Start of Listed records

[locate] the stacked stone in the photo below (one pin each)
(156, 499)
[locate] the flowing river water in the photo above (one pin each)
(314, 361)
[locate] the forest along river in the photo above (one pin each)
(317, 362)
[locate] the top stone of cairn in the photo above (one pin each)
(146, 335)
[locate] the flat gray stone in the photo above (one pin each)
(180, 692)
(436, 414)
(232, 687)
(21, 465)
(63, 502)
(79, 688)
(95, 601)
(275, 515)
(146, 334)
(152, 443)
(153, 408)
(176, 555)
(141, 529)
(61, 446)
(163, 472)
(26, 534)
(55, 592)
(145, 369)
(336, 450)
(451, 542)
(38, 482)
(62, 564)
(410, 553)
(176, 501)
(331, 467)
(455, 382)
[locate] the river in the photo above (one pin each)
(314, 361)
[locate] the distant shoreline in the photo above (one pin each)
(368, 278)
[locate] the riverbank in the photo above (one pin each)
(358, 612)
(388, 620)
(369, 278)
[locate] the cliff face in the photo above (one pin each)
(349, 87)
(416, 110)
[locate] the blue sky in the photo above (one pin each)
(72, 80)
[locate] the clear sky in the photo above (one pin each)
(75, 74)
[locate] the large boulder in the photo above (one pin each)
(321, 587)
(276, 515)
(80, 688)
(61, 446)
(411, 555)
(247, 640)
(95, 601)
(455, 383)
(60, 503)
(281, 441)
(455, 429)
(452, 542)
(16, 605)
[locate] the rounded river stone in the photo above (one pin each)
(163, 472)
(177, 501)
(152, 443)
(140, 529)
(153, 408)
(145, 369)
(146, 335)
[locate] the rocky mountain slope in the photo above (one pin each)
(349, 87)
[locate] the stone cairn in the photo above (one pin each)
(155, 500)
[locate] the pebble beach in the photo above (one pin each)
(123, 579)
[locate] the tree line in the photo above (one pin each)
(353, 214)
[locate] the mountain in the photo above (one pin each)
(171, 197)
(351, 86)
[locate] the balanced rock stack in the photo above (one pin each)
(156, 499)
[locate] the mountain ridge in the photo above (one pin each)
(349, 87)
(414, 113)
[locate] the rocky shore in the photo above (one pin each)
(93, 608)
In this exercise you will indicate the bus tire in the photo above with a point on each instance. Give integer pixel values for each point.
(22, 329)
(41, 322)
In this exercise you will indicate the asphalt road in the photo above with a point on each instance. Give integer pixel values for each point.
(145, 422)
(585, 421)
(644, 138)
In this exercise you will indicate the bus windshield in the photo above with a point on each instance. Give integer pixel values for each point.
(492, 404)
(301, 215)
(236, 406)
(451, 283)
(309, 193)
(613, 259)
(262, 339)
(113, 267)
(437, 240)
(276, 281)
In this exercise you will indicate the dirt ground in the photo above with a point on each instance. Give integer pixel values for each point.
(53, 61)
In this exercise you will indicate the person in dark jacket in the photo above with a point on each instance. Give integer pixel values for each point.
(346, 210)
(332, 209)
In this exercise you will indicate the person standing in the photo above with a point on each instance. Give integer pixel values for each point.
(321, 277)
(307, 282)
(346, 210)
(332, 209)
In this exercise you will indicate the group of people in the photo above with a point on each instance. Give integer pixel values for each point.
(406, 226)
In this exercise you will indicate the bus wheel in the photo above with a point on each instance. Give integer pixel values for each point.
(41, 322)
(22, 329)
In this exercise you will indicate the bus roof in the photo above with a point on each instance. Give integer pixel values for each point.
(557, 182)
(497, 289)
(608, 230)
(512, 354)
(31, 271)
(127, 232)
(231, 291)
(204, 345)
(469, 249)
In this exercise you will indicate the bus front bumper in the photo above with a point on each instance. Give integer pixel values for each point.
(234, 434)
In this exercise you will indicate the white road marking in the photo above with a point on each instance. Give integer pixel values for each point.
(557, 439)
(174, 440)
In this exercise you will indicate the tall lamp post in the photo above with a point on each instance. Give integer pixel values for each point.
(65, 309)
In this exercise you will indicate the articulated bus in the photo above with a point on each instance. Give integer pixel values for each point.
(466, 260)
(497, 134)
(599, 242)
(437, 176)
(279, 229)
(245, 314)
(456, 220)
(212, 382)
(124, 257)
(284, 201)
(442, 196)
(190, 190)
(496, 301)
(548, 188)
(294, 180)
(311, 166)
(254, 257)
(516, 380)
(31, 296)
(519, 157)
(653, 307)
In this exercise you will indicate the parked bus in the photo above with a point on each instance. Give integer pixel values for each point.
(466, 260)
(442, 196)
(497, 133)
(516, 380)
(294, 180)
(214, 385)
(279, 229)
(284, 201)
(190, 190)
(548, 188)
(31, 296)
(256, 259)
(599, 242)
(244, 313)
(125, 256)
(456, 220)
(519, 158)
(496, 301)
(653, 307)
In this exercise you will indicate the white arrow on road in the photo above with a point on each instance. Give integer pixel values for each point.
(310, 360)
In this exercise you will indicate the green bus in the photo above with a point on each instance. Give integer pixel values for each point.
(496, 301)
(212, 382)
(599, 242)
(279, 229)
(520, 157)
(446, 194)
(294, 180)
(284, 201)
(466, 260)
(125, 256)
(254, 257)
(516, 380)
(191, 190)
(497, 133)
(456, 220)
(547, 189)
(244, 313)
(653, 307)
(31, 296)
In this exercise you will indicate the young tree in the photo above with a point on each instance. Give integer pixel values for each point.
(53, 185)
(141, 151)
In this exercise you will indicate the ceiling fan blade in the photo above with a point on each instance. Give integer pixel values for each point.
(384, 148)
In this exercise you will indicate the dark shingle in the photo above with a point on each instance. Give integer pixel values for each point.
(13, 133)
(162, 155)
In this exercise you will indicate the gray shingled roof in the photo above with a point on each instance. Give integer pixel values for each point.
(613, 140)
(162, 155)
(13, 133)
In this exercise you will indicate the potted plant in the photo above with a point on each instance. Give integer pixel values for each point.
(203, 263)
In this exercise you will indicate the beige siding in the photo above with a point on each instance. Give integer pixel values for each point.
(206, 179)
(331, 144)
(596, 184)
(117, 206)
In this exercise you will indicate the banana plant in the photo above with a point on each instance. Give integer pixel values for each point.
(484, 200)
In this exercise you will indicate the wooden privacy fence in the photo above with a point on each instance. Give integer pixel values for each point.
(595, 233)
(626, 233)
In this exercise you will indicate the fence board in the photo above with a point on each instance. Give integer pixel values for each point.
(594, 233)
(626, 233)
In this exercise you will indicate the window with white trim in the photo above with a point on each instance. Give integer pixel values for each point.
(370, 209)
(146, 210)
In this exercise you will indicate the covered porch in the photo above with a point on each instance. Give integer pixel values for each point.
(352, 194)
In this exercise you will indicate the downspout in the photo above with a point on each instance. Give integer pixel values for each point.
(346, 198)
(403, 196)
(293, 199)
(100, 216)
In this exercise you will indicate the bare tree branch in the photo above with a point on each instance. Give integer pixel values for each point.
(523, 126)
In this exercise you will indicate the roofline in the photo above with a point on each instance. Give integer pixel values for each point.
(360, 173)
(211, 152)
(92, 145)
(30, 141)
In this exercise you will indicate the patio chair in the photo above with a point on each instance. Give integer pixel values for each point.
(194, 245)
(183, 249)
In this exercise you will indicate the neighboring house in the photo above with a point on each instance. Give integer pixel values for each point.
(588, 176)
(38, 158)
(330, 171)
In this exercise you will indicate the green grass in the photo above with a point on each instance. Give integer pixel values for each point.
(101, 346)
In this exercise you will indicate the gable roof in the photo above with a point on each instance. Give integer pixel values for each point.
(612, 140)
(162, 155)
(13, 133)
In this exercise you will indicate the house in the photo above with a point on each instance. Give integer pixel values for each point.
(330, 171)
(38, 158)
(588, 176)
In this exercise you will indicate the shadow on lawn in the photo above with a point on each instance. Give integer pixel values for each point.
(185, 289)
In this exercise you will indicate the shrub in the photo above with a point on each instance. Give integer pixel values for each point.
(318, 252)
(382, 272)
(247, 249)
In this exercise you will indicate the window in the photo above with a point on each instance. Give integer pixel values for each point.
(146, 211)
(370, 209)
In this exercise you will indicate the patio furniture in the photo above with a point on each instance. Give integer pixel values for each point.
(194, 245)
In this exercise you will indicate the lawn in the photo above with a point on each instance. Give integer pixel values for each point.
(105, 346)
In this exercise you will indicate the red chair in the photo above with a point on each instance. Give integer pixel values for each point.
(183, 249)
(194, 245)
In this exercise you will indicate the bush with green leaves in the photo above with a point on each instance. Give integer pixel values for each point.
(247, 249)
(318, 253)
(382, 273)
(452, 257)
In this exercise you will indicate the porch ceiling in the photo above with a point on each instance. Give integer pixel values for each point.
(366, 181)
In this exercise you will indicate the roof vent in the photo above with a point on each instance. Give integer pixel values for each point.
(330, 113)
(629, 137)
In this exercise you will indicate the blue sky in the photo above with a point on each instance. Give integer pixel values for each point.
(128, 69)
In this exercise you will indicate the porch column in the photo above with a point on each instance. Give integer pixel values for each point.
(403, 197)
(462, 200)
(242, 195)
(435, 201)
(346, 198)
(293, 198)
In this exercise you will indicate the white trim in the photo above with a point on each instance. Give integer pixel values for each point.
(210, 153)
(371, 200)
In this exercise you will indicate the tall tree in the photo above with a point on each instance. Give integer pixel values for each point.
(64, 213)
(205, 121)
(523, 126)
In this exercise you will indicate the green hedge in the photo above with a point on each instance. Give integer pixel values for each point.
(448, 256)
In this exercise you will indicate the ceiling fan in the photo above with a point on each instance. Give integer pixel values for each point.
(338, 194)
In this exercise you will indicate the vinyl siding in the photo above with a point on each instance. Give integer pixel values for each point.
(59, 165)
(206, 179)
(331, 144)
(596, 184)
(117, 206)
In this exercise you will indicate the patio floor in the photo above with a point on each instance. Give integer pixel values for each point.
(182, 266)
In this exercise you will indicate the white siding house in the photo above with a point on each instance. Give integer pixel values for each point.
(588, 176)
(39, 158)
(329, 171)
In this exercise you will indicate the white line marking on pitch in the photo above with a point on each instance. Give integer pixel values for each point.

End of Listed records

### Activity
Reproduce each line, exactly as it appears, from the one that contains "In this exercise you will indicate the vinyl" through the last line of the records. Add no other lines.

### Answer to the exercise
In this exercise you will indicate the vinyl siding in the photo above with a point on each instance. Give integer pixel values for each point.
(59, 165)
(206, 179)
(331, 144)
(596, 184)
(117, 206)
In this exercise you will indicate the patio floor in the photo above with a point on each instance. Give integer pixel values for each point.
(182, 266)
In this exercise you will indicate the white siding house in the photo above with a point on each instance. Give integer pixel values for each point.
(588, 176)
(39, 158)
(329, 171)
In this exercise you will indicate the white line marking on pitch in the photo above with a point on each instance. Give integer pixel values for each point.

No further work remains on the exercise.